-------- RECORDS SUPPLIED
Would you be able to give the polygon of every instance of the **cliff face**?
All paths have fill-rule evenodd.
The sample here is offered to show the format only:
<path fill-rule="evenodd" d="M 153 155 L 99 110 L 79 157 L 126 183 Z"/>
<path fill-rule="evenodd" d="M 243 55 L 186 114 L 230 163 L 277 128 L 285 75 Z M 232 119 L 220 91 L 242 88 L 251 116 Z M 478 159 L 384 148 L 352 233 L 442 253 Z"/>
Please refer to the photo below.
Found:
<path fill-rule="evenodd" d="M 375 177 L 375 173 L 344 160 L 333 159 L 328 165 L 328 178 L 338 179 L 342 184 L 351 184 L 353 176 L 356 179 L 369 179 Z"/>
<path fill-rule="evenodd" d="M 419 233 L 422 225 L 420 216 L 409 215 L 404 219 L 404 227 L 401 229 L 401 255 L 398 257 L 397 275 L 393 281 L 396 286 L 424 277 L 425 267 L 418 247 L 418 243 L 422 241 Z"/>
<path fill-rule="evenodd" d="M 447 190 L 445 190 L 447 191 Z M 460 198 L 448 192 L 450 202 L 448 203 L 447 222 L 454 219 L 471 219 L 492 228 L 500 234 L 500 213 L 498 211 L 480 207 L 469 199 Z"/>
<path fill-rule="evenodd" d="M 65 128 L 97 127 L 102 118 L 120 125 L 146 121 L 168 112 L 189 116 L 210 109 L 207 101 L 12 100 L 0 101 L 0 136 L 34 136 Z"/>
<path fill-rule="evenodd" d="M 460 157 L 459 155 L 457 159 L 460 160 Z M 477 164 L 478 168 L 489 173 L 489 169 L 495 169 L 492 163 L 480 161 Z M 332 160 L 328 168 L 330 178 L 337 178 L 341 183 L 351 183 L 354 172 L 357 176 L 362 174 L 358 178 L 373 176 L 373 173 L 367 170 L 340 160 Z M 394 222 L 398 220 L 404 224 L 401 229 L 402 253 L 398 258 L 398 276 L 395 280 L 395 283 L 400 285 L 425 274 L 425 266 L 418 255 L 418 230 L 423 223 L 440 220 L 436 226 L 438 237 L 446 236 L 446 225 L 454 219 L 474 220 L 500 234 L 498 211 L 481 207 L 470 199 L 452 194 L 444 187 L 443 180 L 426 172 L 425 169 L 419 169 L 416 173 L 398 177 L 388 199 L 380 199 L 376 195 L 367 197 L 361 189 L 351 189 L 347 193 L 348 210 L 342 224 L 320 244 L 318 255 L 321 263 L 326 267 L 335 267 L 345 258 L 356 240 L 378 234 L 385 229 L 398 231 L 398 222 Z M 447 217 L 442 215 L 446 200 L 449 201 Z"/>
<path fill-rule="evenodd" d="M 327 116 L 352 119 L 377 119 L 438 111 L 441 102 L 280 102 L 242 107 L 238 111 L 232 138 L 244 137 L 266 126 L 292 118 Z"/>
----------------
Give back the entries exactly. Omit none of them.

[TASK RESULT]
Would you be able to give the polygon of every instance of the **cliff face**?
All paths have fill-rule evenodd.
The sample here is offered to show the format only:
<path fill-rule="evenodd" d="M 153 155 L 99 110 L 79 157 L 126 183 Z"/>
<path fill-rule="evenodd" d="M 243 55 L 186 114 L 230 163 L 277 128 L 285 75 Z M 232 119 L 220 91 L 242 88 L 251 116 Z M 478 159 L 384 148 L 352 233 L 442 253 Z"/>
Please refer to the photo below.
Found:
<path fill-rule="evenodd" d="M 375 177 L 375 173 L 344 160 L 333 159 L 328 165 L 328 178 L 338 179 L 342 184 L 351 184 L 353 176 L 356 179 L 369 179 Z"/>
<path fill-rule="evenodd" d="M 419 233 L 422 225 L 420 216 L 409 215 L 404 219 L 404 227 L 401 229 L 401 255 L 398 257 L 397 275 L 393 281 L 396 286 L 424 277 L 425 267 L 418 247 L 418 243 L 422 241 Z"/>
<path fill-rule="evenodd" d="M 447 190 L 445 190 L 447 191 Z M 460 198 L 448 192 L 450 202 L 448 203 L 447 222 L 454 219 L 471 219 L 492 228 L 500 234 L 500 213 L 498 211 L 480 207 L 469 199 Z"/>
<path fill-rule="evenodd" d="M 65 128 L 97 127 L 102 118 L 120 125 L 146 121 L 168 112 L 189 116 L 210 109 L 207 101 L 12 100 L 0 101 L 0 136 L 34 136 Z"/>
<path fill-rule="evenodd" d="M 460 157 L 459 155 L 457 159 L 460 160 Z M 477 164 L 478 168 L 489 173 L 489 169 L 495 169 L 492 163 L 480 161 Z M 332 160 L 328 168 L 330 178 L 337 178 L 341 183 L 351 183 L 354 172 L 357 176 L 362 174 L 358 178 L 373 176 L 373 173 L 367 170 L 340 160 Z M 394 222 L 398 220 L 404 224 L 401 229 L 402 253 L 398 258 L 398 276 L 395 280 L 395 283 L 400 285 L 425 274 L 425 266 L 418 255 L 418 230 L 423 223 L 440 220 L 436 226 L 438 237 L 446 236 L 446 225 L 454 219 L 474 220 L 500 234 L 498 211 L 481 207 L 470 199 L 452 194 L 444 187 L 443 180 L 426 172 L 425 169 L 419 169 L 416 173 L 398 177 L 388 199 L 380 199 L 376 195 L 367 197 L 361 189 L 351 189 L 347 193 L 348 210 L 342 224 L 320 244 L 318 255 L 321 263 L 326 267 L 335 267 L 345 258 L 356 240 L 378 234 L 385 229 L 398 231 L 398 222 Z M 447 217 L 442 215 L 446 200 L 449 201 Z"/>
<path fill-rule="evenodd" d="M 327 116 L 352 119 L 377 119 L 438 111 L 441 102 L 280 102 L 242 107 L 238 111 L 232 138 L 244 137 L 266 126 L 292 118 Z"/>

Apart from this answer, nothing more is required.